* [What is asked]
Render the records below as a numbered list, from the line with "the car wheel" through the line with "<point>466,478</point>", both included, with blank lines left out. Include only those lines.

* [Data listing]
——————————
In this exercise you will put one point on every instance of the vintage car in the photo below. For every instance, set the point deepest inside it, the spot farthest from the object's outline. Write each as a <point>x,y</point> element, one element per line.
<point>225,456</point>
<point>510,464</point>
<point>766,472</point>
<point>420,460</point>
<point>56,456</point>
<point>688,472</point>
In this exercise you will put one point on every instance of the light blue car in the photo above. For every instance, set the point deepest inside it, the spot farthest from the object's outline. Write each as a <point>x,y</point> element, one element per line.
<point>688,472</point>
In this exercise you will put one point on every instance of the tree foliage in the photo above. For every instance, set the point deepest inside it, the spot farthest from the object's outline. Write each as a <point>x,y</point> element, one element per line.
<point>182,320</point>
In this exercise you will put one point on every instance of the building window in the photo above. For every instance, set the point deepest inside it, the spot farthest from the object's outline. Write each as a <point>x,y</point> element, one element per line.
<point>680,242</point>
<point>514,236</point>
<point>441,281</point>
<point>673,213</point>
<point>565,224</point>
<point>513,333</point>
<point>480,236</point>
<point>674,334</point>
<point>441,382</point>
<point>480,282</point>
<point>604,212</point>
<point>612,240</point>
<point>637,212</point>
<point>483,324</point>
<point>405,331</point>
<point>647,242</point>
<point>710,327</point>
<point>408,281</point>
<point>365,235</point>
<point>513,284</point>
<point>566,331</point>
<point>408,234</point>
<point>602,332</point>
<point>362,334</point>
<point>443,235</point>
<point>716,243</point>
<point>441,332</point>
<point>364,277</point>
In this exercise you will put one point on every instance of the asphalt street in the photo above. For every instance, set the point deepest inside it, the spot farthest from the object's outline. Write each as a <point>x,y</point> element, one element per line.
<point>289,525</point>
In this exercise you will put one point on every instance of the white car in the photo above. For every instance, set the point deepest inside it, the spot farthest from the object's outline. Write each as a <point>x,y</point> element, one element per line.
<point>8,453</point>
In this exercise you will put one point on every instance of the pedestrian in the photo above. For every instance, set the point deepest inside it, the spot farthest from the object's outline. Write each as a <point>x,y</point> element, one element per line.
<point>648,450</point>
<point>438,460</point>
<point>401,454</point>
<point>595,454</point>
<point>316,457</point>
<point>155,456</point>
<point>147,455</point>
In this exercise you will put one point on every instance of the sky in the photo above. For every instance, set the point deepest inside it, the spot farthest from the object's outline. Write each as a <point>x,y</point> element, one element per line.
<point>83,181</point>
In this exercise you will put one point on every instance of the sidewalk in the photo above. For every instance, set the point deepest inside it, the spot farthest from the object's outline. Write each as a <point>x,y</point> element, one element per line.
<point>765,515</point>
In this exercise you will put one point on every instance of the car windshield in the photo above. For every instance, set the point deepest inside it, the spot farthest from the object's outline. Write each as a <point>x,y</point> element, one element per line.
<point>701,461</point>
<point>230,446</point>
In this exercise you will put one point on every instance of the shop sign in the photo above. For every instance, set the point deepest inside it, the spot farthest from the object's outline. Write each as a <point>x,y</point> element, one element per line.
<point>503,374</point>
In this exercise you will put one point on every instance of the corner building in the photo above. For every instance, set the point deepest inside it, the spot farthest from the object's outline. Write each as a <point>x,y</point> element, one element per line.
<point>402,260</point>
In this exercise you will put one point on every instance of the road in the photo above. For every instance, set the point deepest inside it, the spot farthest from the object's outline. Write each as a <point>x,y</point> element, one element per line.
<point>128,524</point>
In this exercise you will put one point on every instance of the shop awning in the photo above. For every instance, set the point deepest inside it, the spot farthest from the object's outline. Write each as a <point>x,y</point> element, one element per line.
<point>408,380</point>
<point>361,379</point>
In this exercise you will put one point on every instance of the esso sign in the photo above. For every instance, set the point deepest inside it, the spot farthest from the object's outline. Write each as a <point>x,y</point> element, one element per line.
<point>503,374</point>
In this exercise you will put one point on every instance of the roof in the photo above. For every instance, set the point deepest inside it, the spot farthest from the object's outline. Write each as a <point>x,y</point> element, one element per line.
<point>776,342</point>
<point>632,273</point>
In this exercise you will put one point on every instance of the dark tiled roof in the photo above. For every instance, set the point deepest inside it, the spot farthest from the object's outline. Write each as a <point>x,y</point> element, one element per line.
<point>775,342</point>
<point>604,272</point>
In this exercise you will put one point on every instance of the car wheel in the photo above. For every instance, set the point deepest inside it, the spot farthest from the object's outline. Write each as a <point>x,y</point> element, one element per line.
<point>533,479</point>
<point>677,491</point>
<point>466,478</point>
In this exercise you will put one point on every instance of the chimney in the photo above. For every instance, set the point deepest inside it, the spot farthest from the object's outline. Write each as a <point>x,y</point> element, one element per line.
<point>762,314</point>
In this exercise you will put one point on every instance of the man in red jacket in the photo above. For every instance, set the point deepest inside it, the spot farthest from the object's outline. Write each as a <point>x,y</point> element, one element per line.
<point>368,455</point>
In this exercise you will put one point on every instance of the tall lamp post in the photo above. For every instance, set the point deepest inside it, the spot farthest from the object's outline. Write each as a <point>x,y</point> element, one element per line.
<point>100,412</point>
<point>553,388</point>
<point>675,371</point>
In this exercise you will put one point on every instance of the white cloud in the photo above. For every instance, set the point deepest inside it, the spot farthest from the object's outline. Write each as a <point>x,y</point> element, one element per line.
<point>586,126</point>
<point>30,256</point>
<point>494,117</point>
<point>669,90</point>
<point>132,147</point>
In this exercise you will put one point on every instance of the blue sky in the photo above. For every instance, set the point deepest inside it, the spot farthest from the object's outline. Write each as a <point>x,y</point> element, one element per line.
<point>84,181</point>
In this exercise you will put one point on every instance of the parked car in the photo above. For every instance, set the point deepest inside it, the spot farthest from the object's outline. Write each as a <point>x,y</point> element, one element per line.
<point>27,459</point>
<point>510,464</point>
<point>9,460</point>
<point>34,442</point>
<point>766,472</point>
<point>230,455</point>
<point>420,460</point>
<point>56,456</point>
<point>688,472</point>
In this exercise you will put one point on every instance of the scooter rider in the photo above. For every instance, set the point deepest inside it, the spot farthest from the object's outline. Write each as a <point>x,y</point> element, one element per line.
——————————
* [Response for this exercise]
1. In this exercise you will put one point on every instance of the car wheel in the photo above. For every instance, set the point deepest inside it, the spot farthest from the object's outline. Write each as a <point>x,y</point> element, one element per line.
2. <point>533,479</point>
3. <point>677,491</point>
4. <point>466,478</point>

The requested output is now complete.